### Extrait du document
........
Deux lettres à Pierre Louÿs
Dans la première lettre, Haraucourt évoque un projet de « fête » littéraire auquel Louÿs souhaiterait associer la Société des Gens de Lettres. L’écrivain approuve l’idée et en examine les conditions pratiques : « Votre idée me semble excellente […] cette fête, raisonnablement, devrait se tenir pendant les mois des lumières : mai, juin… Aurions-nous le temps de l’organiser ? […] Je présenterai votre projet. Tâchez de venir, le 29, à l’Assemblée générale… ».
La seconde lettre concerne la promotion de Pierre Louÿs dans l’ordre de la Légion d’honneur. Haraucourt s’étonne avec chaleur de la lenteur de cette reconnaissance : « Eh bien vrai, mon cher Louÿs, il était temps ! Il faut cette liste pour m’apprendre qu’on avait négligé, pendant plus de dix ans, de vous enrubanner. La justice est lente !… ». Louÿs figure en effet dans la promotion de 1909 comme chevalier de la Légion d’honneur au titre d’homme de lettres ; il sera promu officier en 1922.
........
### Données de l'exercice
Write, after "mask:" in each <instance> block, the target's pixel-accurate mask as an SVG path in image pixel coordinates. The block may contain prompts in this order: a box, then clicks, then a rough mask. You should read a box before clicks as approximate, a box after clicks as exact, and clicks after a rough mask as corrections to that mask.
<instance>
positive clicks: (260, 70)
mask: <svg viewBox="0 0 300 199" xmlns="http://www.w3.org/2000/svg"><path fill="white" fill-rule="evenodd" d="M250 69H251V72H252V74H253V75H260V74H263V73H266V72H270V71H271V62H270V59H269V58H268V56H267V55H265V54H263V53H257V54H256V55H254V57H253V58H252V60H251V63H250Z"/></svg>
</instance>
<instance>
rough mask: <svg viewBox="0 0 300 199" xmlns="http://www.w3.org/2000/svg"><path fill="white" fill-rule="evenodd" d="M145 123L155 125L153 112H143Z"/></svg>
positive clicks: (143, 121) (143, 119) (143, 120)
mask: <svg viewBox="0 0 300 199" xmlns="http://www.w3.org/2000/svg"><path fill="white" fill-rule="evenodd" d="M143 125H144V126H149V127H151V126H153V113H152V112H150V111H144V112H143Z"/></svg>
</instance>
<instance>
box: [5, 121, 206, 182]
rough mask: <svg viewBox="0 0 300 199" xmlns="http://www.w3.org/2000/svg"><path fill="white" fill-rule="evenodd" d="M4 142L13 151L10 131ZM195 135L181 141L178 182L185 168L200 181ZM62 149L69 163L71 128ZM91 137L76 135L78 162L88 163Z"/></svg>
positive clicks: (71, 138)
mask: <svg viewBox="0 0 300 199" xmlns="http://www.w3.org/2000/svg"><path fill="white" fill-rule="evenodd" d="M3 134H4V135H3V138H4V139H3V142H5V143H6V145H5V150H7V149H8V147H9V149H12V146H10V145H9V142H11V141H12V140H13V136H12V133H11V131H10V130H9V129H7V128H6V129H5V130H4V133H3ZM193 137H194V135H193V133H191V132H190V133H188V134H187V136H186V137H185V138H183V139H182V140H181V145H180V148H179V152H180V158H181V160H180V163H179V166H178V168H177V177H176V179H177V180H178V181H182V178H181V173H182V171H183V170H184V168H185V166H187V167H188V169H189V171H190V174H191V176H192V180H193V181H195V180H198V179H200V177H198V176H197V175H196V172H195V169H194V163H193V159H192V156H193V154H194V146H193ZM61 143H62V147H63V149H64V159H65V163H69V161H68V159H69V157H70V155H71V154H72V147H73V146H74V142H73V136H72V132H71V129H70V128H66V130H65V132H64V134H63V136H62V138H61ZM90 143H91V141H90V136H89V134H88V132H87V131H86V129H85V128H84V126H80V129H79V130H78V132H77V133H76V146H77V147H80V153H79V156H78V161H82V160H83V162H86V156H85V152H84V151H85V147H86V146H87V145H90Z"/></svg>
........
Rédigez la suite du texte sur les deux lettres adressées à Pierre Louÿs, en reprenant après sa dernière phrase. Les enregistrements ci-dessus ne sont d'aucune utilité ici.

### Corrigé
Poète, romancier et dramaturge, Edmond Haraucourt s’était fait connaître dès 1882 par le recueil audacieux La Légende des sexes, publié sous le pseudonyme de Sire de Chambley. Conservateur du musée du Trocadéro puis du musée de Cluny, membre du cercle des Hydropathes, il joua également un rôle actif dans la vie littéraire officielle et présida la Société des Gens de Lettres de 1920 à 1922. Lui-même sera élevé à la dignité de grand officier de la Légion d’honneur en 1937.